What you will do: Write out every line in the rows below as a JSON list of strings, one string per line, skipping any blank lines. Leave the pictures out.

Provided entries:
════

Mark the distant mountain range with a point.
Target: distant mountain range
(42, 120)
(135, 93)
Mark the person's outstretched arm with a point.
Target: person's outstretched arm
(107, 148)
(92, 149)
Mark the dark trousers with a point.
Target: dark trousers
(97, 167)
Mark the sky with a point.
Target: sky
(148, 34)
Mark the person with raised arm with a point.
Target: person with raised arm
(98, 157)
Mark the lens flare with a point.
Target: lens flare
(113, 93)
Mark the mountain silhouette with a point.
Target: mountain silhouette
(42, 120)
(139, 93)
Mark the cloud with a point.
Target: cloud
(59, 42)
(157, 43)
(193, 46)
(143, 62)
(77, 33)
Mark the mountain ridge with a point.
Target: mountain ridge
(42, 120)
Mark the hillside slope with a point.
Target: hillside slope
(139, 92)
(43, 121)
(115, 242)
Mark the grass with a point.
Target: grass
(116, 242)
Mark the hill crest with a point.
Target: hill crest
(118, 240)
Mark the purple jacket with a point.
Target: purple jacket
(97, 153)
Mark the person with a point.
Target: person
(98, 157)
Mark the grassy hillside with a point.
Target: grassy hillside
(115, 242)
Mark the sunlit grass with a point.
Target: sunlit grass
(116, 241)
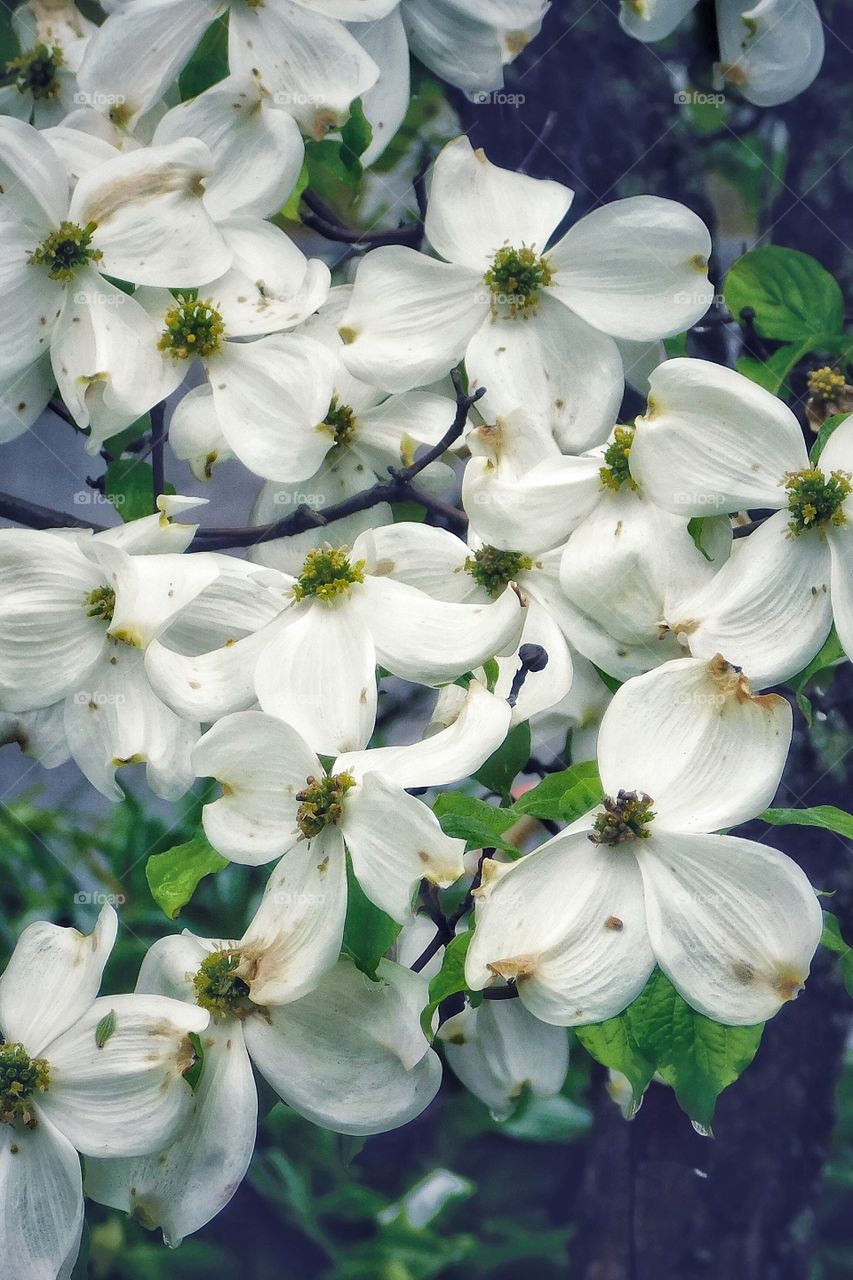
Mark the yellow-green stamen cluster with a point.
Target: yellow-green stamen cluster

════

Answer to this task:
[
  "Mark the distant mountain range with a point.",
  "Target: distant mountain range",
  "(42, 120)",
  "(135, 93)",
  "Mark the person's outstretched arm with a point.",
  "Target: person's outstretched arm",
  "(107, 148)",
  "(92, 149)",
  "Mark the dark trousers with a point.",
  "Target: dark trousers",
  "(97, 167)",
  "Mark the sky with a point.",
  "Target: sky",
  "(148, 34)",
  "Mark the person with raised arm with a point.",
  "Target: person with raised arm",
  "(98, 157)",
  "Mark the lens flare with a point.",
  "Target: lens flare",
  "(113, 93)",
  "Mark the mountain silhouette with a point.",
  "Target: mountain silhouette",
  "(42, 120)",
  "(139, 93)",
  "Mark the cloud with a point.",
  "Target: cloud",
  "(59, 42)",
  "(157, 43)",
  "(193, 46)",
  "(143, 62)",
  "(77, 33)",
  "Mark the mountain ridge with a point.",
  "Target: mountain ridge",
  "(42, 120)",
  "Mark the hillside slope with a point.",
  "Target: hillside slope",
  "(139, 92)",
  "(43, 121)",
  "(115, 242)",
  "Mark the grass with a point.",
  "Target: grass",
  "(116, 242)",
  "Mark the hill crest with a point.",
  "Target: hill crest",
  "(118, 240)",
  "Mark the purple jacket with a point.",
  "Target: purple jacket",
  "(97, 153)",
  "Mark the person with a point.",
  "Target: person",
  "(98, 157)",
  "Mark the grassy hillside with a point.",
  "Target: grassy hillside",
  "(115, 242)",
  "Mark the sunlit grass with a point.",
  "Target: sunlit grass",
  "(116, 241)",
  "Mark the yellow-green stamen cluster with a point.",
  "Target: yellow-green stamen cluster"
]